» Task data:

Start

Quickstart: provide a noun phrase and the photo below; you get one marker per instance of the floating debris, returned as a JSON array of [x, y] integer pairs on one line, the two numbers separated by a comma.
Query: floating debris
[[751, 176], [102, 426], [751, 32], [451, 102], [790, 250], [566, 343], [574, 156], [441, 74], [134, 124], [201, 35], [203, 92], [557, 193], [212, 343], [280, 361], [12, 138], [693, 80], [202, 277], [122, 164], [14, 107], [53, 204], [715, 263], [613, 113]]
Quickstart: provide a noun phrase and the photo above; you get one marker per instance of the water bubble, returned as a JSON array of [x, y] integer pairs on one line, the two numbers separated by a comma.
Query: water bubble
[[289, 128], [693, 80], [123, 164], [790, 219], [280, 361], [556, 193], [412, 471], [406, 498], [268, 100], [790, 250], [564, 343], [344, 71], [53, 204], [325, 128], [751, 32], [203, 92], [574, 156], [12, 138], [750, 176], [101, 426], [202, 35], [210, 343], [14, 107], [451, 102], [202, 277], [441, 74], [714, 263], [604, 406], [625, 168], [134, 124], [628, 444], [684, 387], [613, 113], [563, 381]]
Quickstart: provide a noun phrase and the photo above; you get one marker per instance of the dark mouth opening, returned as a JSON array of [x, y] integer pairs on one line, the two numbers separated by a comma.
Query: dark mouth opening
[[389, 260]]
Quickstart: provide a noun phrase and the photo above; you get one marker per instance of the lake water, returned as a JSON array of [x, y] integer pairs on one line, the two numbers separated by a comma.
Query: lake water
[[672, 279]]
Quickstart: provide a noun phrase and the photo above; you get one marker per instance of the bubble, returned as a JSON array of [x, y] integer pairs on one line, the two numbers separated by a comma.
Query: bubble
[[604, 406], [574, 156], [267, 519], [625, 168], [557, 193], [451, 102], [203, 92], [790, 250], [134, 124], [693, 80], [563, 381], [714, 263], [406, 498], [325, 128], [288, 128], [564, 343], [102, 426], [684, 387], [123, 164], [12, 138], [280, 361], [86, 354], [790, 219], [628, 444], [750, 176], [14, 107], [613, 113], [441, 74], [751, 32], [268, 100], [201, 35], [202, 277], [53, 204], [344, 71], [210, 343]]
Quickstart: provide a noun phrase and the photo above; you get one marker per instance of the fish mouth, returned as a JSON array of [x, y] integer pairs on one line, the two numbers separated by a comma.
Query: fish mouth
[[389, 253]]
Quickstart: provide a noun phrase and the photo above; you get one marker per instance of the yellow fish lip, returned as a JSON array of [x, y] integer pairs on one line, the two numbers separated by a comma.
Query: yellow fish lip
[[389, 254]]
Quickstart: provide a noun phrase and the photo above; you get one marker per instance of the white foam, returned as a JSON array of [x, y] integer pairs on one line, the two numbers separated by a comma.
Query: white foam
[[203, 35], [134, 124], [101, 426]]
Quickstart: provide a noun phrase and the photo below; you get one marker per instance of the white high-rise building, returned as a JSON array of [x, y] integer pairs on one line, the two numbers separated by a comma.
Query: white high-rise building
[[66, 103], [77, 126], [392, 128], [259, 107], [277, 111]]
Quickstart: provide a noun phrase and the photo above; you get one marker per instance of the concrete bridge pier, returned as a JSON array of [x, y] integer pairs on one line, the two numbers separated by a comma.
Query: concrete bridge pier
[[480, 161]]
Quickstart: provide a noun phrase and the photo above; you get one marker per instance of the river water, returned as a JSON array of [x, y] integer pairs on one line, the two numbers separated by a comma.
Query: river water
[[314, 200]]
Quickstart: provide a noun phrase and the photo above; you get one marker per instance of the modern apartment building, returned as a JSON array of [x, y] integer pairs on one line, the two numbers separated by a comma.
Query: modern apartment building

End

» Task requirements: Give back all the data exactly as written.

» Task response:
Quickstart: provide a noun phrase and the photo below; you get one marker per instance of the floating debris, returned as a JSON array of [x, y] integer pairs on one line, the two numbers separated by a comma.
Query: floating debris
[[751, 176], [102, 426], [751, 32], [451, 102], [790, 250], [566, 343], [574, 156], [441, 74], [134, 124], [201, 35], [203, 92], [557, 193], [212, 343], [280, 361], [12, 138], [693, 80], [202, 277], [122, 164], [14, 107], [53, 204], [715, 263], [613, 113]]
Quickstart: provide a noun phrase and the photo above; you get one marker per instance of the water bubble, returned as a JSON array of [x, y] integer pairs on one line, the two numbers separated by a comma.
Query: water bubble
[[289, 128], [693, 80], [123, 164], [790, 219], [280, 361], [556, 193], [412, 471], [406, 498], [268, 100], [790, 250], [564, 343], [344, 71], [53, 204], [325, 128], [751, 32], [203, 92], [574, 156], [12, 138], [750, 176], [101, 426], [202, 35], [210, 343], [14, 107], [451, 102], [202, 277], [441, 74], [714, 263], [604, 406], [625, 168], [134, 124], [628, 444], [684, 387], [613, 113], [563, 381]]
Quickstart: provide a noun phrase and the photo above; you get one marker per instance of the dark mouth opening, returned as a JSON array of [x, y] integer pairs on one line, the two numbers separated by a comma.
Query: dark mouth opening
[[389, 260]]
Quickstart: provide a noun phrase and the photo above; you get one marker per instance of the lake water, returned as a JSON array of [x, y] integer pairs on one line, the two numbers separated by a comma.
Query: lake water
[[672, 279]]
Quickstart: provide a noun phrase and the photo above; you get one marker per instance of the bubble, returned as a JSON array of [x, y] integer pairs on one line, the two numbers separated by a comma.
Query: bubble
[[604, 406], [574, 156], [267, 519], [625, 168], [557, 193], [451, 102], [203, 92], [790, 250], [134, 124], [693, 80], [563, 381], [714, 263], [406, 498], [325, 128], [288, 128], [564, 343], [102, 426], [684, 387], [123, 164], [12, 138], [280, 361], [86, 354], [790, 219], [628, 444], [750, 176], [14, 107], [613, 113], [441, 74], [751, 32], [268, 100], [201, 35], [202, 277], [53, 204], [344, 71], [210, 343]]
Quickstart: provide a noun phrase and the photo above; you get one marker per instance of the fish mouth, returned as a JSON array of [x, y] integer pairs on one line, the two numbers separated by a comma.
Query: fish mouth
[[389, 253]]
Quickstart: provide a noun phrase and the photo above; you get one marker per instance of the yellow fish lip, returned as a JSON array of [x, y] integer pairs on one line, the two numbers separated by a comma.
Query: yellow fish lip
[[389, 254]]
Quickstart: provide a noun phrase and the photo above; you get one marker per instance of the white foam, returned as a JSON array of [x, y] integer pairs on one line, the two numbers separated by a comma.
Query: white foam
[[203, 35], [134, 124], [101, 426]]
Quickstart: provide a noun phrase and the photo below; you get one marker per instance of the white high-rise building, returned as a JSON array of [x, y] integer pairs on one line, the two numbers separated by a comma.
Query: white high-rise building
[[66, 103], [77, 126], [392, 128], [259, 107], [277, 111]]
Quickstart: provide a noun phrase and the photo above; you get one marker per instance of the concrete bridge pier, returned as a JSON array of [x, y] integer pairs on one line, the two numbers separated by a comma.
Query: concrete bridge pier
[[480, 161]]
Quickstart: provide a noun phrase and the photo above; you get one marker per instance of the river water, returned as a JSON array of [x, y] integer pairs on one line, the two numbers separated by a comma.
Query: river water
[[314, 200]]
Quickstart: provide a noun phrase and the photo above; you get one marker per instance of the modern apartment building, returned as a JSON array of [x, y] integer pairs on one line, the two numbers separated by a comma.
Query: modern apartment building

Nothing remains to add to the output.